Page extract:

Noble Energy Inc. won the first U.S. deep-water drilling permit in the Gulf of Mexico since BP Plc’s oil spill 10 months ago, and regulators said they expect to approve more applications.
The Obama administration halted deep-water exploration after BP Plc’s Macondo well exploded in the Gulf of Mexico in April, causing the biggest U.S. offshore oil spill. The top U.S. drilling regulator said today that Houston-based Noble Energy was the first company to meet new requirements for safety and spill control. Oil industry executives, lawmakers and officials from Gulf States had criticized the administration’s drilling delay, saying thousands of jobs in the region were at stake.
The discovery of more than 80 dead dolphins in the Gulf of Mexico is raising fresh concerns about the effect on sea life from last year’s massive BP oil spill. The dead dolphins began appearing in mid-January along the coasts of Louisiana, Mississippi and Alabama in the United States. Although none of the carcasses appeared to show outward signs of oil contamination, all were being examined as possible casualties of the petrochemicals that fouled the seawater and seabed after BP’s Deepwater Horizon drilling platform exploded last April. The resulting “gusher” produced the largest marine oil spill in the history of the petroleum industry, releasing nearly five billion barrels of crude oil before it was capped in July.

(Location identification items)
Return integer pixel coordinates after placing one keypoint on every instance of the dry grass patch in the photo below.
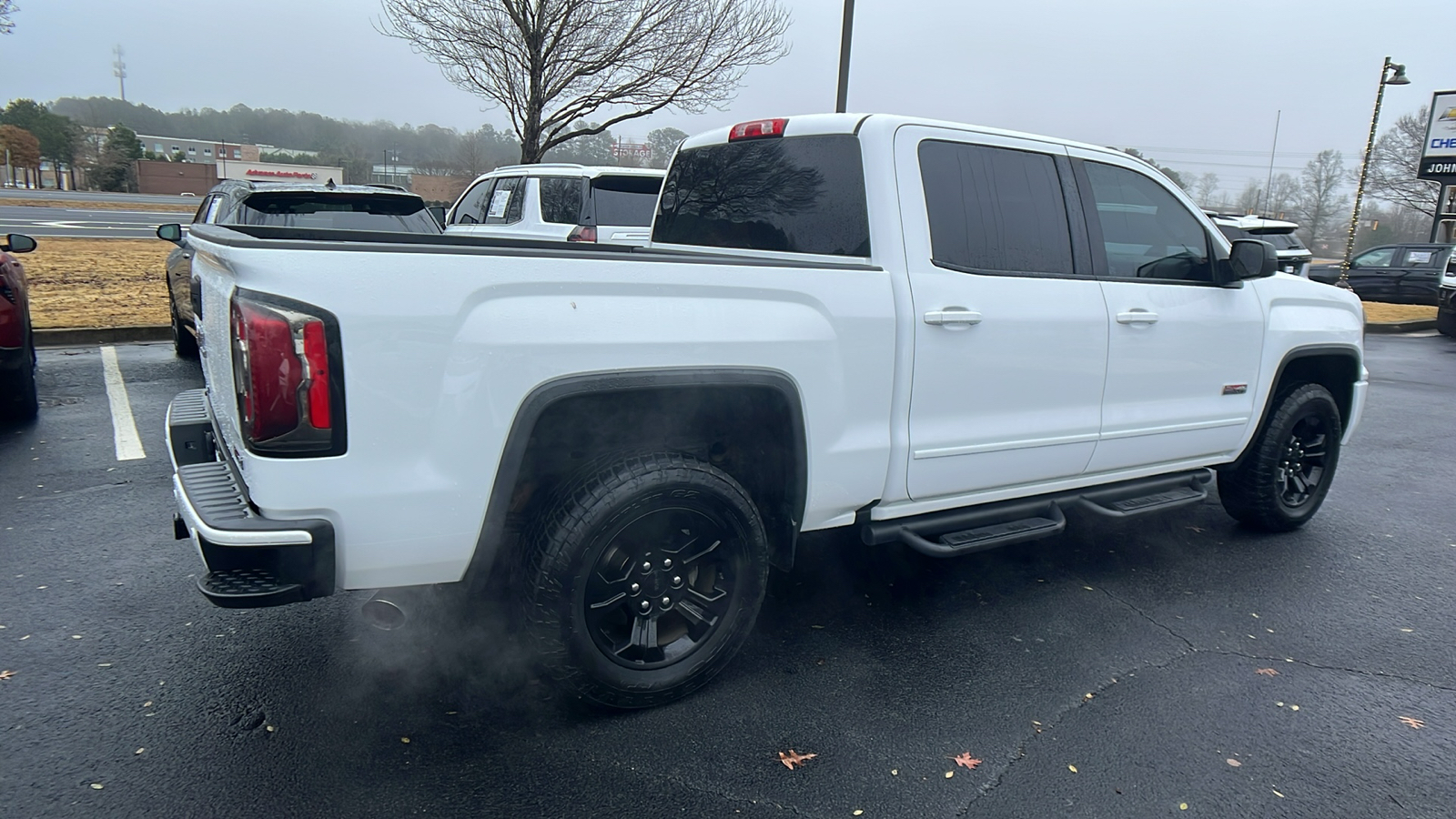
(98, 281)
(1395, 314)
(172, 207)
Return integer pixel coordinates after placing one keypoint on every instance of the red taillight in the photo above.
(286, 380)
(757, 128)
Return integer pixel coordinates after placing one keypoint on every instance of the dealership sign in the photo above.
(1439, 152)
(281, 174)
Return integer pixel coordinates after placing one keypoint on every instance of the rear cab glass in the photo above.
(790, 194)
(625, 201)
(339, 212)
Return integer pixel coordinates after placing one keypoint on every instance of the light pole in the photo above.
(846, 35)
(1387, 79)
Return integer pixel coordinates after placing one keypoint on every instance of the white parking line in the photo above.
(124, 428)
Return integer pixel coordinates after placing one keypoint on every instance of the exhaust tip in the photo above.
(383, 614)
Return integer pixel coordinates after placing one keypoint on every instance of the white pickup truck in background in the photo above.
(941, 336)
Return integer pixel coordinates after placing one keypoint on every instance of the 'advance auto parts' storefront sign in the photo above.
(278, 172)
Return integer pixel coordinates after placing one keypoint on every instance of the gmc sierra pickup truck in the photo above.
(939, 336)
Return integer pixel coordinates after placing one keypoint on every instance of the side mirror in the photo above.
(18, 244)
(1252, 258)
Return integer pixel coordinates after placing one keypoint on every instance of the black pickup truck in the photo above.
(1397, 274)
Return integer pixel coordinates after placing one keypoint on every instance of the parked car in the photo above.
(929, 334)
(1397, 274)
(18, 398)
(1293, 257)
(574, 203)
(281, 205)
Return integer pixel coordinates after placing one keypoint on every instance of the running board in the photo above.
(977, 528)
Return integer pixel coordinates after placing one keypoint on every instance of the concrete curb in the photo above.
(1400, 327)
(91, 336)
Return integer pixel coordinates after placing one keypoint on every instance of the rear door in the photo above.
(1011, 327)
(1183, 351)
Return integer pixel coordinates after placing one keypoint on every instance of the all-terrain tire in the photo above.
(641, 577)
(1285, 475)
(182, 339)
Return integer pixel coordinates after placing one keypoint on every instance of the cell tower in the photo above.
(118, 67)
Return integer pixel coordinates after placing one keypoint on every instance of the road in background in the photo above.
(89, 197)
(1118, 669)
(89, 223)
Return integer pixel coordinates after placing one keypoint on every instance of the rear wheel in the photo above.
(642, 577)
(18, 397)
(1286, 474)
(182, 339)
(1446, 322)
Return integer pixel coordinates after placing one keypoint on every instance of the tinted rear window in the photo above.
(798, 194)
(339, 212)
(995, 210)
(625, 201)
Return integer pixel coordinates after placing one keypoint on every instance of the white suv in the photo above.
(1293, 256)
(558, 201)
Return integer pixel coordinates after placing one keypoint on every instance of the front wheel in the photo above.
(1288, 470)
(642, 577)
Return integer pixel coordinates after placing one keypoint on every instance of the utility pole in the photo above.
(118, 69)
(846, 35)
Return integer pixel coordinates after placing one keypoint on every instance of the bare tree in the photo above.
(551, 65)
(1206, 187)
(7, 7)
(1320, 200)
(1394, 165)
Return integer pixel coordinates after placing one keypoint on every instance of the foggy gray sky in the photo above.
(1194, 85)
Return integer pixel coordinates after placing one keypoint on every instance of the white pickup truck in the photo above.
(936, 334)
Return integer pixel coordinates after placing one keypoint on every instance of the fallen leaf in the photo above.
(794, 758)
(966, 761)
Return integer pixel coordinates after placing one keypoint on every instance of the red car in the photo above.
(18, 401)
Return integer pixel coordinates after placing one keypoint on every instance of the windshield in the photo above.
(798, 194)
(339, 212)
(625, 200)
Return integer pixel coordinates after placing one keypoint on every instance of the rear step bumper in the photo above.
(979, 528)
(252, 561)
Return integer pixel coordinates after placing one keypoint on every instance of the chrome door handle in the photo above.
(953, 317)
(1138, 317)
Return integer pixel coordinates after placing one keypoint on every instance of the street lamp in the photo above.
(1387, 79)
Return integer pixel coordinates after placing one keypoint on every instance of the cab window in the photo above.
(1147, 232)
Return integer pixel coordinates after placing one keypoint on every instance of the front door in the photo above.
(1183, 351)
(1011, 327)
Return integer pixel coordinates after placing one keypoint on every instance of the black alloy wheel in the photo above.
(642, 577)
(1285, 474)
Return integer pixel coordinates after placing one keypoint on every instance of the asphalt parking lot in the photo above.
(1167, 666)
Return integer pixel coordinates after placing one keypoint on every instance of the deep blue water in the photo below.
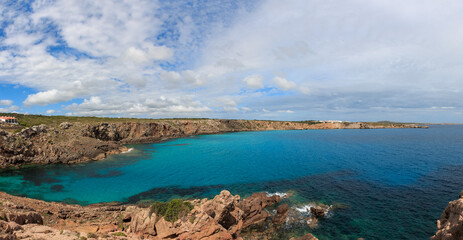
(393, 183)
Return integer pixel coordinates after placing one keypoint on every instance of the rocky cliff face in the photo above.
(223, 217)
(76, 142)
(450, 224)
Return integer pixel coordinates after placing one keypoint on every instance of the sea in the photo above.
(380, 183)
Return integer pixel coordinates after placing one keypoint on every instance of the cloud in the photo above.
(9, 109)
(254, 81)
(124, 105)
(6, 102)
(44, 98)
(284, 84)
(170, 58)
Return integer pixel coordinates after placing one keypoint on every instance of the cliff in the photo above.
(223, 217)
(450, 224)
(80, 142)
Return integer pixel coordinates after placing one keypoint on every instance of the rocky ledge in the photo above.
(77, 142)
(450, 224)
(223, 217)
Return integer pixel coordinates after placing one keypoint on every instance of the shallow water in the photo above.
(394, 183)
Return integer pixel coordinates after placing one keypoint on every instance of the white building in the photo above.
(8, 120)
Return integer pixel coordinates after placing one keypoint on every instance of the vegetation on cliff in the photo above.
(173, 210)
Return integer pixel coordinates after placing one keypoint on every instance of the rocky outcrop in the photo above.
(450, 224)
(76, 142)
(308, 236)
(223, 217)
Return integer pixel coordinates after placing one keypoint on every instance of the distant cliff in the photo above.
(80, 142)
(450, 224)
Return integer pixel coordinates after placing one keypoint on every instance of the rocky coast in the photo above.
(226, 216)
(74, 142)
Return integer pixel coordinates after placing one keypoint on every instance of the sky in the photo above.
(353, 60)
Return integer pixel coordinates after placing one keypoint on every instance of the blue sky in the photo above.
(290, 60)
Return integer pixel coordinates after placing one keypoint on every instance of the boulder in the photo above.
(319, 210)
(65, 125)
(282, 213)
(22, 218)
(253, 208)
(142, 221)
(308, 236)
(450, 224)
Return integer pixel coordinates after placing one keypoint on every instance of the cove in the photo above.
(394, 183)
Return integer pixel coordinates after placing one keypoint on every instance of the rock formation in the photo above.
(450, 224)
(223, 217)
(76, 142)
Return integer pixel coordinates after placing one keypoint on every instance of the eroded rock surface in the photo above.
(450, 224)
(76, 142)
(223, 217)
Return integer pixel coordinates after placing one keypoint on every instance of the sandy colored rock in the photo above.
(282, 213)
(450, 224)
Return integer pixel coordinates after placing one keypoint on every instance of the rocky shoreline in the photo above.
(76, 142)
(226, 216)
(450, 224)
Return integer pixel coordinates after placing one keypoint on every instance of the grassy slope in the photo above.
(54, 121)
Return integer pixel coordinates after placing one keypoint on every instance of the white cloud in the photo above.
(336, 57)
(254, 81)
(44, 98)
(12, 108)
(285, 111)
(6, 102)
(284, 84)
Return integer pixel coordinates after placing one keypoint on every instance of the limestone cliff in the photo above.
(450, 224)
(223, 217)
(77, 142)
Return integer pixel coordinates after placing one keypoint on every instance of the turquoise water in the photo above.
(393, 183)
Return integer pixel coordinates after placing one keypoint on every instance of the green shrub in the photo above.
(91, 235)
(119, 234)
(173, 210)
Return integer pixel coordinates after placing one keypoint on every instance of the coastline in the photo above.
(102, 139)
(76, 142)
(226, 216)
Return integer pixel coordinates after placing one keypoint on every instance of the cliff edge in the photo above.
(82, 142)
(225, 216)
(450, 224)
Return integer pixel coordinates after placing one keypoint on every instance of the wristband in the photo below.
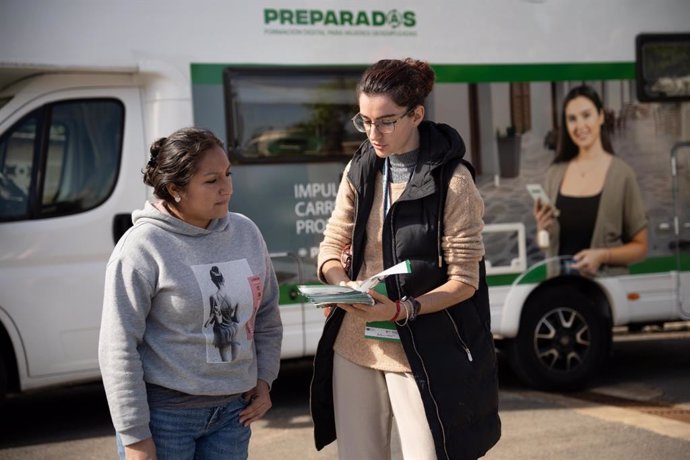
(416, 306)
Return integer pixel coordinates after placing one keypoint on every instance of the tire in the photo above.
(562, 341)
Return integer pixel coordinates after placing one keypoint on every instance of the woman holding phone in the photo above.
(599, 217)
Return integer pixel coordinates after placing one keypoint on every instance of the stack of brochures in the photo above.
(322, 295)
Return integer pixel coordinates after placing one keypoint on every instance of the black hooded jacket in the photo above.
(451, 352)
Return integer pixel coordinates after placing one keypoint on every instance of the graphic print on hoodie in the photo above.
(231, 294)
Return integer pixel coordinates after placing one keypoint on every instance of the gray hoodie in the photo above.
(190, 309)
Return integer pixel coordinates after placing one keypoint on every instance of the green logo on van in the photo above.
(340, 18)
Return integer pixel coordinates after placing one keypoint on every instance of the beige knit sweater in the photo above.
(462, 250)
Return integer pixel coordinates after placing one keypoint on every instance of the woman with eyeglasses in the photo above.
(423, 354)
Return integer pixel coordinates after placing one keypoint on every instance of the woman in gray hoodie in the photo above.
(170, 392)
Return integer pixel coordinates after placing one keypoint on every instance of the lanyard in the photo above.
(386, 191)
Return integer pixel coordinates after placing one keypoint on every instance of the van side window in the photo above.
(60, 159)
(288, 115)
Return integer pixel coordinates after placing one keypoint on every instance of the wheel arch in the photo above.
(9, 361)
(590, 288)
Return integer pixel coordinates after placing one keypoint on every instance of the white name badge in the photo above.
(381, 330)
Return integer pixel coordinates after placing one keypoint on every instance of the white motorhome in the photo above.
(85, 87)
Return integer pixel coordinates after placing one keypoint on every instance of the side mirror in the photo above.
(662, 67)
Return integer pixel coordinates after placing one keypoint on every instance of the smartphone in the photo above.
(537, 192)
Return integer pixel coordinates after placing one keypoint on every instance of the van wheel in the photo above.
(562, 340)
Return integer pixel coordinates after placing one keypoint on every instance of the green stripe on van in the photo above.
(648, 266)
(212, 74)
(485, 73)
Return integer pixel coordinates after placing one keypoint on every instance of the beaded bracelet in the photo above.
(415, 306)
(407, 314)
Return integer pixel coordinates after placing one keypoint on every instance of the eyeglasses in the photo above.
(384, 126)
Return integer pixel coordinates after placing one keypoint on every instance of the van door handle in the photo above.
(121, 223)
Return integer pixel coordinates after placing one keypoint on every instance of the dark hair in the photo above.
(567, 150)
(174, 159)
(406, 82)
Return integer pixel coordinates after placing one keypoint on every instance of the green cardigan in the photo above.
(621, 214)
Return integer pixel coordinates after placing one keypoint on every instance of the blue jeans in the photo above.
(208, 433)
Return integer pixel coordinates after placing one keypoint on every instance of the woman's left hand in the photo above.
(383, 310)
(259, 399)
(588, 261)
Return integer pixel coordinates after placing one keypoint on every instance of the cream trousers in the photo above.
(366, 400)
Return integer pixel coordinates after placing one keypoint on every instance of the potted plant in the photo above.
(509, 143)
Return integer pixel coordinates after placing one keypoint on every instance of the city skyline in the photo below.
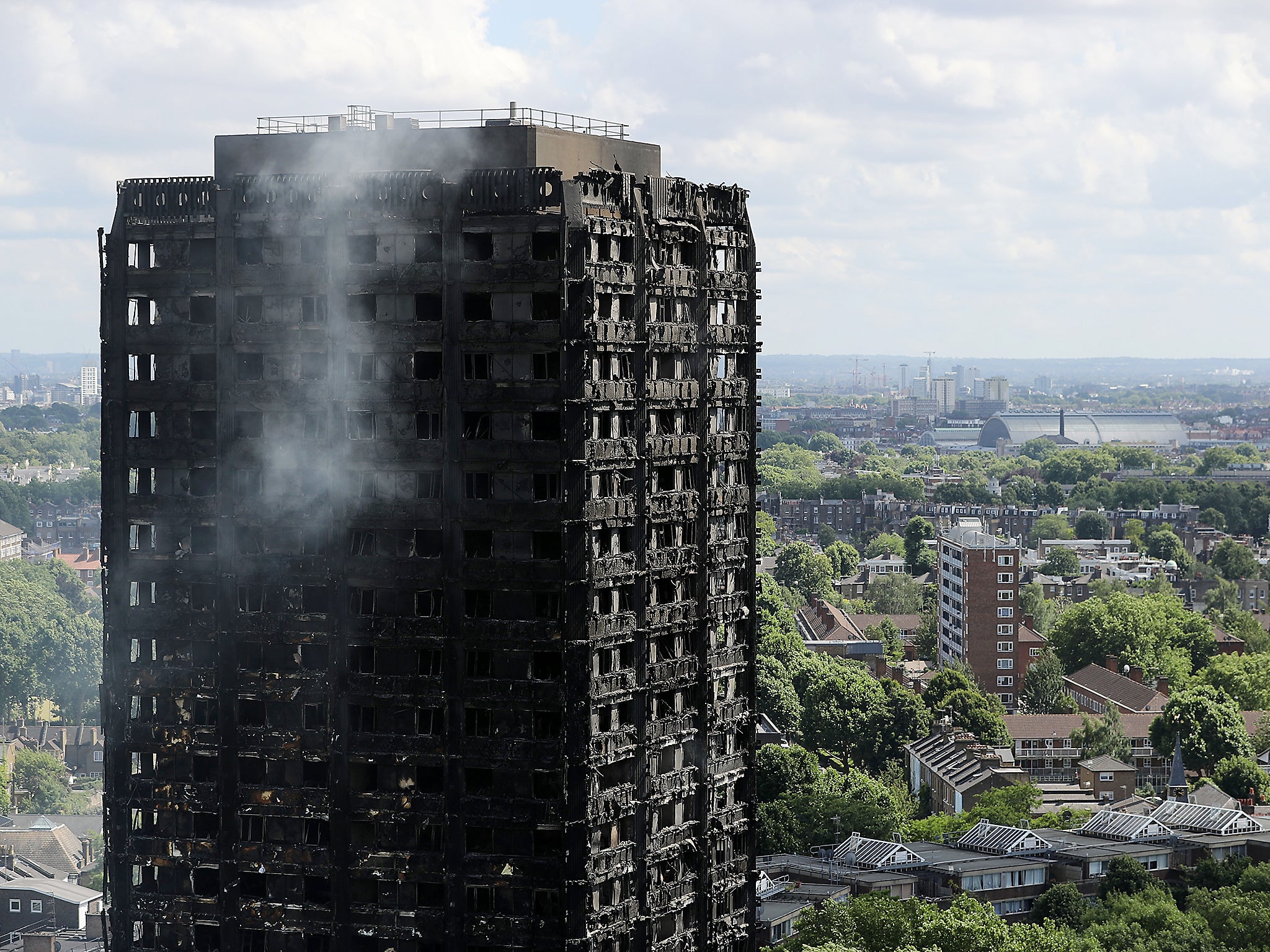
(963, 174)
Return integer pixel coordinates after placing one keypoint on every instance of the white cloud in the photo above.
(966, 174)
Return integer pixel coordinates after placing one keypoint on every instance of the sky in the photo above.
(969, 177)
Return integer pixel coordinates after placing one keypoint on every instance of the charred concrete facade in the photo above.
(429, 534)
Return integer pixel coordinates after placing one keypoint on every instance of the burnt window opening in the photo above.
(361, 367)
(315, 427)
(202, 310)
(427, 307)
(427, 248)
(361, 425)
(248, 425)
(478, 721)
(143, 368)
(427, 544)
(478, 307)
(313, 309)
(251, 367)
(479, 781)
(427, 426)
(545, 426)
(479, 663)
(313, 366)
(548, 785)
(314, 718)
(548, 666)
(248, 309)
(361, 309)
(313, 249)
(249, 250)
(143, 425)
(478, 603)
(477, 485)
(202, 254)
(546, 487)
(202, 482)
(427, 603)
(362, 249)
(478, 247)
(546, 366)
(548, 725)
(141, 482)
(545, 306)
(478, 544)
(429, 484)
(546, 606)
(477, 426)
(548, 545)
(427, 364)
(202, 540)
(202, 368)
(361, 659)
(546, 245)
(430, 662)
(251, 599)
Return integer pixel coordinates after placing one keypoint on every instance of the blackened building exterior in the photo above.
(429, 531)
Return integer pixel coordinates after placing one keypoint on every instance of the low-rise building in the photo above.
(1096, 687)
(958, 770)
(1108, 778)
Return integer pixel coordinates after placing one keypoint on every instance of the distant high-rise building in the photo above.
(91, 384)
(997, 389)
(944, 391)
(980, 615)
(429, 499)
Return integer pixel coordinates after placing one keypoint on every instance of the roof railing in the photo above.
(365, 118)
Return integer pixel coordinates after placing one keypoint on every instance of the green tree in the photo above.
(824, 442)
(916, 534)
(765, 535)
(843, 559)
(1104, 736)
(1061, 904)
(888, 633)
(1061, 562)
(894, 593)
(775, 694)
(1235, 562)
(1043, 687)
(1242, 778)
(1093, 524)
(804, 570)
(1050, 526)
(779, 771)
(1212, 517)
(42, 781)
(886, 544)
(1210, 724)
(1246, 678)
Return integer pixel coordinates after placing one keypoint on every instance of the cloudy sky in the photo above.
(974, 177)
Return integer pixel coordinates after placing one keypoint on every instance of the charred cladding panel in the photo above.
(429, 519)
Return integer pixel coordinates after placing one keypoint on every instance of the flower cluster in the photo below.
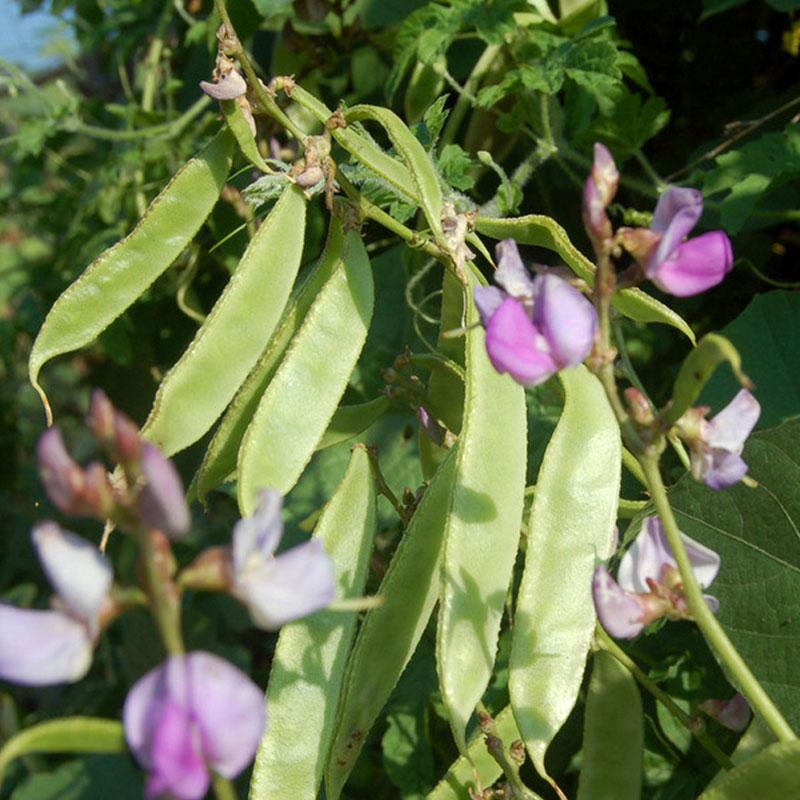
(534, 326)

Description of the task:
According to the Gulf oil spill extract, along which coasts did the dead dolphins begin appearing in mid-January?

Final answer:
Along the coasts of Louisiana, Mississippi and Alabama.